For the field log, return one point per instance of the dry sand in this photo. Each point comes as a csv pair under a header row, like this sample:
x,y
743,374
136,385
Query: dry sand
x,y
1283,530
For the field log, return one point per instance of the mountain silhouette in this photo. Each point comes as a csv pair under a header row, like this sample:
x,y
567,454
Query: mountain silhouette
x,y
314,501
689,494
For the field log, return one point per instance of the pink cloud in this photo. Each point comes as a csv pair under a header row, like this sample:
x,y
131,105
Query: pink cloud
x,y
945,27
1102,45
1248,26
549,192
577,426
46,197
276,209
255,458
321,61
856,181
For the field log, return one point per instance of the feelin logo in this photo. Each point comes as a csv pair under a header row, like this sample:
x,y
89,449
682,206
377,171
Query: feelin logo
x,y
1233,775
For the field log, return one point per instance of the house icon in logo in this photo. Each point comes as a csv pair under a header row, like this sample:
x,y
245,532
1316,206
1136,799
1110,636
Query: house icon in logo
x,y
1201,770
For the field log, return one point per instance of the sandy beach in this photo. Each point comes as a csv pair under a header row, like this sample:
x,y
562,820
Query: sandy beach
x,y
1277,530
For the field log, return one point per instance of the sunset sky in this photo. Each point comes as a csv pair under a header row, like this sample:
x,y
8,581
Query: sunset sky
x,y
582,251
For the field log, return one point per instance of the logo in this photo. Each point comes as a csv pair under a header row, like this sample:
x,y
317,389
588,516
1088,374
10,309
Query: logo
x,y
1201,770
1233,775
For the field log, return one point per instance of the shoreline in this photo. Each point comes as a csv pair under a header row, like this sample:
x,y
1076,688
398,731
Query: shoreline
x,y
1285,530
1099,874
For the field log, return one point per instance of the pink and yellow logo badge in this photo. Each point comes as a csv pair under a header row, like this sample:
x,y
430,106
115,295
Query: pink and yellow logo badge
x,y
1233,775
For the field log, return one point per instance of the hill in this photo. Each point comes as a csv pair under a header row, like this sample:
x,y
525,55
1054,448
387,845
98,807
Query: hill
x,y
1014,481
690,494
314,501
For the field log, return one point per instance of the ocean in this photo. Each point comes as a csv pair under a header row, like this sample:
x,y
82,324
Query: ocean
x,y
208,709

### Requirement
Retype all of the lines above without any changes.

### Result below
For the field log, return one point per instance of the dry sand in this photo. Each point comes as a csv pair under a header row, like this sample:
x,y
743,374
136,385
Query: dry sand
x,y
1283,530
For the field log, return one point per instance of the mountain silhouette in this photo. Each point comes as a csv pair under a header row, like this sample:
x,y
567,454
Query: mountain silhouette
x,y
314,501
689,494
For the field log, return one point per instance of the pink cloud in this photo. Each point comes as a csv pair under a header row, like this sample:
x,y
131,105
Query: pink cloud
x,y
945,27
1102,45
1248,26
549,192
577,426
46,197
276,209
255,458
321,61
856,181
For the field log, return one point per instance of the feelin logo in this photo. Each point comes as a csv pair under a header row, like this sample:
x,y
89,449
682,206
377,171
Query: feelin logo
x,y
1233,775
For the field log, return one point per instance of the house icon in logo in this photo. Each point comes as a csv pair under a header row, like this sample:
x,y
245,532
1316,206
1136,799
1110,636
Query: house icon in logo
x,y
1201,770
For the field log, return one point per instance of the sandy beach in this photo. Each point comes as a csv pair under a header row, like this sample:
x,y
562,820
Query: sandy beach
x,y
1277,530
For the field log, return one point per instance of the sunset sky in this photo. Each point comes as a csv pair under a header row, like this sample:
x,y
8,581
Query: sunset sky
x,y
582,251
For the field log, return one point per instance of the logo in this photo. Each point comes as a csv pair under a header row, like this sample:
x,y
317,389
588,516
1088,374
10,309
Query: logo
x,y
1201,770
1233,775
For the field log, return one point per instance of the shoreline in this photo. Each point comes as a csv pair under a header row, like this sample:
x,y
1076,688
398,731
Query: shoreline
x,y
1285,530
1099,874
For the field log, return one point per instance of the pink and yellow logo badge in this photo. Each point comes as a csv pair under a header row, like this sample:
x,y
430,106
115,295
Query: pink and yellow logo badge
x,y
1233,775
For the field log, return one point per instance of the hill in this photo. Each point comes as a csv pair under a header row, like this sample:
x,y
525,55
1054,448
387,845
98,807
Query: hill
x,y
1014,481
690,494
314,501
For the field log, return one point per instance of the ocean in this photo. Each point comes as a csv pair under a header row, like this sample:
x,y
82,324
Query: ocean
x,y
208,709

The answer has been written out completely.